▸ **EXERCISE GOAL**
Nothing may differ between your reply and the listing that follows.

▸ **RECORDS TO PROCESS**
* * * *

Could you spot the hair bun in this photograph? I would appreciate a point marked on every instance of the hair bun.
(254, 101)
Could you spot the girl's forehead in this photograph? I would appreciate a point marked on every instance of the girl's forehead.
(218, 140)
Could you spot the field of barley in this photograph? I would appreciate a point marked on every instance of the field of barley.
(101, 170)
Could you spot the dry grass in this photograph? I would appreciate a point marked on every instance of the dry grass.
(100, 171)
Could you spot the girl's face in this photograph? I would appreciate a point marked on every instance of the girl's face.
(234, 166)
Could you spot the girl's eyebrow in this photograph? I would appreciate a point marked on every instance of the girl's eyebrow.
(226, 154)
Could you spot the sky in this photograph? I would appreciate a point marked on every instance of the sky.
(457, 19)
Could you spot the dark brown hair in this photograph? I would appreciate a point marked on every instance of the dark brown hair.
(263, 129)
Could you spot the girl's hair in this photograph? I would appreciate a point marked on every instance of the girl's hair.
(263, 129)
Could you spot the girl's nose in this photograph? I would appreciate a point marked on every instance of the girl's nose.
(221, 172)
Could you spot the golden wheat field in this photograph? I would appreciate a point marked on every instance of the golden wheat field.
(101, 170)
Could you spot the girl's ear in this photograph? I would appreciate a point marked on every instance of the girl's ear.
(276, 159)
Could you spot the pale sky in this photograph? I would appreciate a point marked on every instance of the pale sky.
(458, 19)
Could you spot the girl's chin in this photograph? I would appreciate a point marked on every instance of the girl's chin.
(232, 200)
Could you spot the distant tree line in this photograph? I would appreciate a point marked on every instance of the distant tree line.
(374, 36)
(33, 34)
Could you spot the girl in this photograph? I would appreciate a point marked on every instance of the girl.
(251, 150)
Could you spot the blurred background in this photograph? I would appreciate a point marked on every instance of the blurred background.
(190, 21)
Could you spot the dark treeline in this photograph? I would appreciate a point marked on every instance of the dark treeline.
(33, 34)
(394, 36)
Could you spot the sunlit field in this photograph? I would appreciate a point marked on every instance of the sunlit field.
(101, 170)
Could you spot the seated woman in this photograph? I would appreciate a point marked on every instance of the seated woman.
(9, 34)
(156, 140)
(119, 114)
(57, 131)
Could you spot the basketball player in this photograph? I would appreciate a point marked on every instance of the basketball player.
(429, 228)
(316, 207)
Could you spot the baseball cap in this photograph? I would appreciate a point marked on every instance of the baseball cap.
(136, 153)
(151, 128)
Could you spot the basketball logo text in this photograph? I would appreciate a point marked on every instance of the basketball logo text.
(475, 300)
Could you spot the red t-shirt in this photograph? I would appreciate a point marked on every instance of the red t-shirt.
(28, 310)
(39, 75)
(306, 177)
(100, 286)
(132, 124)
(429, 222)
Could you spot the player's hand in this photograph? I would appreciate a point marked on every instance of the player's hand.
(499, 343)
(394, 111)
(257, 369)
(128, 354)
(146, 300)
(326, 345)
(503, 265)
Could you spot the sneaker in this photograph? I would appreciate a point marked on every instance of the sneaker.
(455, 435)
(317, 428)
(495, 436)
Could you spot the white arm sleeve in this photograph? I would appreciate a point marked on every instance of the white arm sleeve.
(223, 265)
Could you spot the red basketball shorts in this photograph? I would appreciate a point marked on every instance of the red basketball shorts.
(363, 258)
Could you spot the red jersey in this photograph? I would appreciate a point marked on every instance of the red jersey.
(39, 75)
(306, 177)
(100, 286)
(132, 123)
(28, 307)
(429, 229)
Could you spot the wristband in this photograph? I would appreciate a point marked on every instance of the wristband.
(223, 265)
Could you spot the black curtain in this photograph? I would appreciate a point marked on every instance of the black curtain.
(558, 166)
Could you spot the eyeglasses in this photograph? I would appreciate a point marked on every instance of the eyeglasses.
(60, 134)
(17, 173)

* * * *

▸ **RESPONSE AREA**
Could you spot the hair bun in this photograph? I would appreciate a point marked on every instance of the hair bun.
(254, 101)
Could you spot the girl's forehead in this photograph? I would appreciate a point marked on every instance of the girl's forehead.
(218, 140)
Could you spot the field of barley in this photograph? I would appreciate a point marked on every instance of the field of barley.
(101, 170)
Could you spot the dry grass in this photograph? I would appreciate a point marked on every instance of the dry grass.
(100, 171)
Could you spot the girl's face in this photograph? I would appreciate a point marked on every instance of the girl's face.
(234, 166)
Could you spot the girl's eyebrow in this photograph? I would appreciate a point marked on every instance of the girl's eyebrow.
(226, 154)
Could you spot the sky in this photograph? I would appreciate a point marked on every instance of the sky.
(457, 19)
Could you spot the dark brown hair in this photograph? I would appreciate a point marked on every instance of the dark brown hair.
(263, 129)
Could you spot the girl's hair in this photograph? I would appreciate a point marked on every instance of the girl's hair.
(263, 129)
Could you spot the girl's nose in this photograph? I would appreciate a point marked on every instance of the girl's nose.
(221, 172)
Could you spot the golden wheat field in this photograph? I would appreciate a point marked on every instance of the golden wheat field.
(101, 170)
Could you spot the girl's ear in this photograph? I would appreciate a point marked on every instance of the girl's ear.
(276, 159)
Could you spot the pale sky in this photograph? I would appreciate a point marked on every instance of the pale sky.
(458, 19)
Could you spot the girl's chin in this photograph? I would appreciate a point marked on every instance of the girl's chin.
(232, 200)
Could you spot the distant tree line in this photograph? I would appreciate a point marked on every instance of the distant tree line.
(374, 36)
(33, 34)
Could you spot the girl in this photograph? I would appreciate a point marked on every instance of the girl.
(251, 150)
Could you spot the blurred background in this photograph? I would appreciate a point marked on every instance of the blurred background.
(190, 21)
Could you spot the dark treeline in this photograph? I would appreciate a point marked on every instance of the dark treeline.
(33, 34)
(394, 36)
Could you spot the sunlit field in this photograph? I would appreciate a point marked on every instance of the sunlit field.
(101, 170)
Could you spot the seated woman in this photograph? I would appreciate a point marked on every instance of the seated woman.
(9, 34)
(156, 140)
(119, 114)
(57, 131)
Could you spot the basketball player in this photograph? I would appreciate a point marked on every instance of the basketball player.
(429, 228)
(316, 207)
Could you spot the baseball cap in this photograph? I would appreciate a point marked on every instance of the baseball cap.
(136, 153)
(151, 128)
Could you spot the basketball logo text in this photograph? I would appreciate a point marked on every instance of the basketball logo text.
(475, 300)
Could you spot the red t-shirt in this photograph? I would appreciate a point marked on every instance of the red t-shirt.
(28, 310)
(39, 75)
(306, 177)
(100, 286)
(132, 124)
(429, 222)
Could you spot the player's hand in this photograph? I would appreciate a point marked on every instance of the player's hand.
(499, 343)
(394, 111)
(257, 369)
(128, 354)
(146, 300)
(326, 345)
(503, 265)
Could you spot the sneaker in this photograph? I would appreciate a point marked on every instance of the sneaker.
(455, 435)
(317, 428)
(495, 436)
Could you spot the white arm sleeve in this photograph? I would appreciate a point marked on every instance of the white arm sleeve.
(223, 265)
Could you spot the red basketball shorts in this photograph? I would appreciate a point marked on every instance of the red basketball shorts.
(363, 258)
Could you spot the red jersey in this photograph? I would appreciate a point marked on every instance of the red jersey.
(39, 75)
(306, 177)
(100, 286)
(132, 123)
(28, 307)
(429, 229)
Could you spot the wristband in this photograph? I would appreciate a point marked on every instance of the wristband.
(223, 265)
Could you spot the black curtain in this photograph? I would appreciate a point marked on every instance of the black curtain.
(558, 166)
Could you spot the eyeglasses in this photograph? I would appreciate a point marked on every instance of the eyeglasses.
(60, 134)
(17, 173)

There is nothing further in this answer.